Write out every item below verbatim, in the order given.

(Region annotation entries)

(begin)

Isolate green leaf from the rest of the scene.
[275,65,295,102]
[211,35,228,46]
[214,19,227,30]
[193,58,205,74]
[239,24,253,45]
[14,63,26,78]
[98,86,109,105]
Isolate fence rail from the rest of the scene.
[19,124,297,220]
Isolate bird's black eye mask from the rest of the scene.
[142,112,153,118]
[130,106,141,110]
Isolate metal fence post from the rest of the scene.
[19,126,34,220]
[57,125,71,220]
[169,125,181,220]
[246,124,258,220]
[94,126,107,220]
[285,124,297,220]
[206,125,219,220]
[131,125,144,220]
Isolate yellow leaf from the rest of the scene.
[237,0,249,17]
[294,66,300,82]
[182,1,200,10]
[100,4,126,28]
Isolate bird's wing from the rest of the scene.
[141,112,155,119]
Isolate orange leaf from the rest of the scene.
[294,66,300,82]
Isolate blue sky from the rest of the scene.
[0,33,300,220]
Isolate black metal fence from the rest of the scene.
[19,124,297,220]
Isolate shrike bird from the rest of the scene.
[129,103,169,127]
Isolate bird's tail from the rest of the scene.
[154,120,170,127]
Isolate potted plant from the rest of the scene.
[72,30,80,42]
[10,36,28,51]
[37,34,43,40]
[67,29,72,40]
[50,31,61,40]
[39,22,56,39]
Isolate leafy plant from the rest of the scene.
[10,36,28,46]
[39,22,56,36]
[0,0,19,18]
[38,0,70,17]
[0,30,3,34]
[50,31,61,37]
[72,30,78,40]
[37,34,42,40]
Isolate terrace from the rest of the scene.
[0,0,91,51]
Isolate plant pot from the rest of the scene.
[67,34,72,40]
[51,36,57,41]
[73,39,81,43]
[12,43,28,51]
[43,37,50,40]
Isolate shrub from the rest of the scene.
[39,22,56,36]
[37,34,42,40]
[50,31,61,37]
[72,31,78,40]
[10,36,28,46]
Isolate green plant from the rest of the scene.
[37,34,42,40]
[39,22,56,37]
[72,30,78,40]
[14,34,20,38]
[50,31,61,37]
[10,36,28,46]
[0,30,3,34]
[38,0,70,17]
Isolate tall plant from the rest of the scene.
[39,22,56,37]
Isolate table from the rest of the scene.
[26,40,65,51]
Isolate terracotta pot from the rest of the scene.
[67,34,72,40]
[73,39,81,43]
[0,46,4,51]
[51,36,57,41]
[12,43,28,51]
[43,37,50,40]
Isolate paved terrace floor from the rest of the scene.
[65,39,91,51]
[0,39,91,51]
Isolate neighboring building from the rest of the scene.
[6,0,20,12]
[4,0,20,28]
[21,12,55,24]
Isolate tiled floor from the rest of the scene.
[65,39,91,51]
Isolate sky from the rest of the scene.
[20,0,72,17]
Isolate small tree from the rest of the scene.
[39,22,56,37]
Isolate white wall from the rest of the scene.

(end)

Finished answer:
Isolate green leaf from the rest of the scene.
[275,65,295,102]
[211,35,228,46]
[214,19,227,30]
[193,58,205,74]
[239,24,253,45]
[14,63,26,78]
[98,86,109,105]
Isolate fence rail from the rest of the scene.
[19,124,297,220]
Isolate bird's black eye mask from the rest of the scene.
[142,112,153,118]
[130,106,141,110]
Isolate metal fence post from the rest of the scene.
[19,126,34,220]
[57,125,71,220]
[169,125,181,220]
[246,124,258,220]
[94,126,107,220]
[285,124,297,220]
[206,125,219,220]
[131,125,144,220]
Isolate yellow leaf from the rest of the scene.
[237,0,249,17]
[294,66,300,82]
[182,1,200,10]
[100,4,126,28]
Isolate bird's wing from the rest of the scene.
[141,112,155,119]
Isolate orange leaf from the rest of the scene.
[294,66,300,82]
Isolate blue sky from the rest of the scene.
[0,33,300,220]
Isolate black metal fence from the rest of the scene.
[19,124,297,220]
Isolate shrike bird from the rest of the scene.
[129,103,169,127]
Isolate bird's tail from the rest of the scene.
[154,120,170,127]
Isolate potted plant from the rest of the scene.
[72,30,80,42]
[10,36,28,51]
[37,34,43,40]
[67,29,72,40]
[50,31,61,40]
[39,22,56,39]
Isolate leafy plant from the rest of the scene.
[10,36,28,46]
[39,22,56,36]
[0,0,19,18]
[38,0,70,17]
[0,30,3,34]
[50,31,61,37]
[72,30,78,40]
[37,34,42,40]
Isolate terrace from the rest of the scene.
[0,0,91,51]
Isolate plant pot from the rest of the scene.
[67,34,72,40]
[51,36,57,41]
[73,39,81,43]
[12,43,28,51]
[43,37,50,40]
Isolate shrub from the rest of the scene.
[39,22,56,36]
[37,34,42,40]
[50,31,61,37]
[72,31,78,40]
[10,36,28,46]
Isolate green plant from the rest of the scene.
[37,34,42,40]
[39,22,56,37]
[72,30,78,40]
[14,34,20,38]
[50,31,61,37]
[10,36,28,46]
[0,30,3,34]
[38,0,70,17]
Isolate tall plant from the rest of the scene.
[39,22,56,37]
Isolate table from the rest of the scene.
[26,40,65,51]
Isolate terracotta pot from the rest of the scene.
[67,34,72,40]
[73,39,81,43]
[0,46,4,51]
[51,36,57,41]
[12,43,28,51]
[43,37,50,40]
Isolate paved terrace floor from the rest of the scene.
[65,39,91,51]
[0,39,91,51]
Isolate neighboring building from the rest of the scene.
[6,0,20,12]
[4,0,20,28]
[21,12,55,24]
Isolate tiled floor from the rest of the scene.
[65,39,91,51]
Isolate sky from the rest of the scene.
[20,0,72,17]
Isolate small tree from the rest of the scene.
[39,22,56,37]
Isolate white wall from the rest of the scene.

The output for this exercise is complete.